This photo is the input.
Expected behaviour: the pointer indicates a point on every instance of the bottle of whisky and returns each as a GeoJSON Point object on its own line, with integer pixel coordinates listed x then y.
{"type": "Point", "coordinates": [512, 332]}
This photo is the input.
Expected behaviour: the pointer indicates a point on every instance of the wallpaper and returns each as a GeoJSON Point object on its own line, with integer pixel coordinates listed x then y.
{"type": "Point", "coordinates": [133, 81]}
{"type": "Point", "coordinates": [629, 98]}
###
- GOAL: Put every line of the records above into a JSON list of strings, with one string per line and no blank lines.

- REPLY TO THE EXERCISE:
[
  "This photo is the input.",
  "Expected behaviour: the pointer indicates a point on every instance of the bottle of whisky and returns each as a GeoJSON Point object on its own line, with integer pixel coordinates listed x then y.",
  "{\"type\": \"Point\", \"coordinates\": [512, 332]}",
  "This photo is the input.",
  "Expected behaviour: the pointer indicates a point on every instance of the wallpaper and returns each as a GeoJSON Point object on its own line, with integer pixel coordinates listed x then y.",
  "{\"type\": \"Point\", \"coordinates\": [133, 81]}",
  "{\"type\": \"Point\", \"coordinates\": [629, 98]}"
]